══ DATA SECTION

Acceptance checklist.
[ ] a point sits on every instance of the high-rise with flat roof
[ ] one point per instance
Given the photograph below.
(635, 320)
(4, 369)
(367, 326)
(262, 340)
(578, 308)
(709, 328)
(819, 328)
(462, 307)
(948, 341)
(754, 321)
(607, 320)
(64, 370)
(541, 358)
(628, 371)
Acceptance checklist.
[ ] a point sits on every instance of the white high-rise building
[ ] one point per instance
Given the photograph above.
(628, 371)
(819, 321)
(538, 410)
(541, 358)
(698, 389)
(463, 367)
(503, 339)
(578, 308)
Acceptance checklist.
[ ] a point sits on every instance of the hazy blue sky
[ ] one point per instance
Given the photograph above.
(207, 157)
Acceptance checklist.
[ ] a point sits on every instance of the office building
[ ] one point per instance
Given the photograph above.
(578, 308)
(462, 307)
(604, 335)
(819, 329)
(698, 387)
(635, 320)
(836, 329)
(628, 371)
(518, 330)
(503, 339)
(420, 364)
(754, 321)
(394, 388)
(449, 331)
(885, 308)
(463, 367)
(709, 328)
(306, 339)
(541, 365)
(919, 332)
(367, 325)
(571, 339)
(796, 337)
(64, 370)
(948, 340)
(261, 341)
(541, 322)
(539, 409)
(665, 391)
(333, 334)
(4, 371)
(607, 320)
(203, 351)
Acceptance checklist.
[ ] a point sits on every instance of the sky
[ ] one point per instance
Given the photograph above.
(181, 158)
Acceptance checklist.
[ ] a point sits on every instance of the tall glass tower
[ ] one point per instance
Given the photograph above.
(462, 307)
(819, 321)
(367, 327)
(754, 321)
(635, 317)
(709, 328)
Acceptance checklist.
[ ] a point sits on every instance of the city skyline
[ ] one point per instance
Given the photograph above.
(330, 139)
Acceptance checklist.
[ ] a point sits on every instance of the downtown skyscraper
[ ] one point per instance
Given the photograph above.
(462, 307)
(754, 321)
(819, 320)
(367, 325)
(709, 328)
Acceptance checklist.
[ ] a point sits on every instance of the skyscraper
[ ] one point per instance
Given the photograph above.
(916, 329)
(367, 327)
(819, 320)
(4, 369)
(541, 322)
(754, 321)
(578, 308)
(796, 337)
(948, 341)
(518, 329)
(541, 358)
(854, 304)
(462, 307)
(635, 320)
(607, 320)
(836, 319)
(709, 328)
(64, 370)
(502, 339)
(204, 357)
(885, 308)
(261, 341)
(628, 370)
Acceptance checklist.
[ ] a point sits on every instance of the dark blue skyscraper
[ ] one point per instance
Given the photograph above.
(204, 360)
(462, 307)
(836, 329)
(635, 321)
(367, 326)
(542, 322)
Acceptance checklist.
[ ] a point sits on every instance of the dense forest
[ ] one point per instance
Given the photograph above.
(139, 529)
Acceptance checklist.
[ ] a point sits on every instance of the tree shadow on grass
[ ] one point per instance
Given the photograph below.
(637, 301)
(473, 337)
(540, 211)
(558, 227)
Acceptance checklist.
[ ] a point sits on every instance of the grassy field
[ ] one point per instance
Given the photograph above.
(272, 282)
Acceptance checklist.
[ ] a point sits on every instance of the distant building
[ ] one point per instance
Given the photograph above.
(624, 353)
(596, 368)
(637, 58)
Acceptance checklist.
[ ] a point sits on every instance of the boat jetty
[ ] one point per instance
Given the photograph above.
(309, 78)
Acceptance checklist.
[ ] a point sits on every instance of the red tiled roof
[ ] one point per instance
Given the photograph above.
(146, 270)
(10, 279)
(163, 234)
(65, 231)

════

TASK DETAILS:
Please copy the whole of the material exactly as written.

RESULT OF THIS EXERCISE:
Acceptance checklist.
[ ] a point sits on every instance of the high-rise with flat roof
[ ] one point per instance
Given the photograph below.
(635, 320)
(4, 369)
(367, 326)
(262, 340)
(578, 308)
(709, 328)
(819, 328)
(462, 307)
(948, 341)
(754, 321)
(607, 320)
(64, 370)
(541, 358)
(628, 371)
Acceptance checklist.
[ ] a point sits on every instance of the white high-rise building
[ ] one point per instance
Given the photograph above.
(628, 371)
(819, 321)
(538, 410)
(541, 358)
(698, 389)
(463, 367)
(503, 339)
(578, 308)
Acceptance checklist.
[ ] a point sits on every instance of the hazy blue sky
[ ] one point per instance
Given the photograph above.
(207, 157)
Acceptance checklist.
[ ] a point sits on every instance of the office building
[ ] one point per instance
Given the photograph above.
(578, 308)
(462, 307)
(604, 335)
(819, 329)
(698, 387)
(635, 320)
(836, 329)
(628, 371)
(518, 330)
(503, 339)
(420, 364)
(754, 321)
(394, 388)
(449, 331)
(885, 308)
(463, 367)
(709, 328)
(306, 339)
(541, 365)
(919, 332)
(367, 325)
(571, 339)
(796, 337)
(64, 370)
(948, 340)
(261, 341)
(541, 322)
(539, 409)
(665, 391)
(333, 334)
(4, 371)
(607, 320)
(203, 351)
Acceptance checklist.
[ ] a point sits on every instance of the sky
[ ] one point per instance
Given the photograph above.
(181, 158)
Acceptance checklist.
[ ] a point sits on every instance of the tall glass tower
[ ] one point per instance
Given the photograph above.
(462, 307)
(819, 321)
(367, 327)
(754, 321)
(635, 317)
(709, 328)
Acceptance checklist.
[ ] a point sits on every instance of the city skyline
[ ] one point per instance
Given the photograph above.
(330, 139)
Acceptance checklist.
[ ] a point sits on every instance of the downtown skyscraper
[ ] one point per instance
Given the photograph above.
(462, 307)
(754, 321)
(819, 320)
(367, 325)
(709, 328)
Acceptance checklist.
[ ] a point sits on every instance of the skyscraper
[ ] one point per instance
Given the photograph above.
(916, 329)
(367, 327)
(819, 320)
(4, 369)
(541, 322)
(754, 321)
(578, 308)
(796, 337)
(948, 341)
(518, 329)
(541, 358)
(854, 304)
(462, 307)
(635, 320)
(607, 320)
(836, 319)
(709, 328)
(64, 370)
(502, 339)
(204, 357)
(885, 308)
(261, 341)
(628, 370)
Acceptance checklist.
[ ] a point sits on every instance of the dark blue skyscraper
[ ] one point per instance
Given the photograph above.
(204, 360)
(462, 307)
(836, 329)
(635, 321)
(367, 326)
(542, 322)
Acceptance checklist.
[ ] a point sits on every instance of the dense forest
[ ] one point per instance
Given the photograph above.
(139, 529)
Acceptance checklist.
[ ] a point sits on every instance of the tree shadow on grass
[ ] one point per instance
Given the photograph below.
(637, 301)
(473, 337)
(540, 211)
(558, 227)
Acceptance checklist.
[ ] a point sits on every instance of the grassy field
[ ] one point per instance
Given the photograph above.
(272, 282)
Acceptance checklist.
[ ] a point sits on every instance of the distant building
[ ] one point per instance
Given the photograph above.
(624, 353)
(596, 368)
(637, 58)
Acceptance checklist.
[ ] a point sits on every instance of the boat jetty
[ ] one point per instance
Given the photograph above.
(309, 78)
Acceptance checklist.
[ ] a point sits on every instance of the red tiled roof
[ ] one point per instance
Given the photograph above.
(146, 270)
(10, 279)
(163, 234)
(65, 231)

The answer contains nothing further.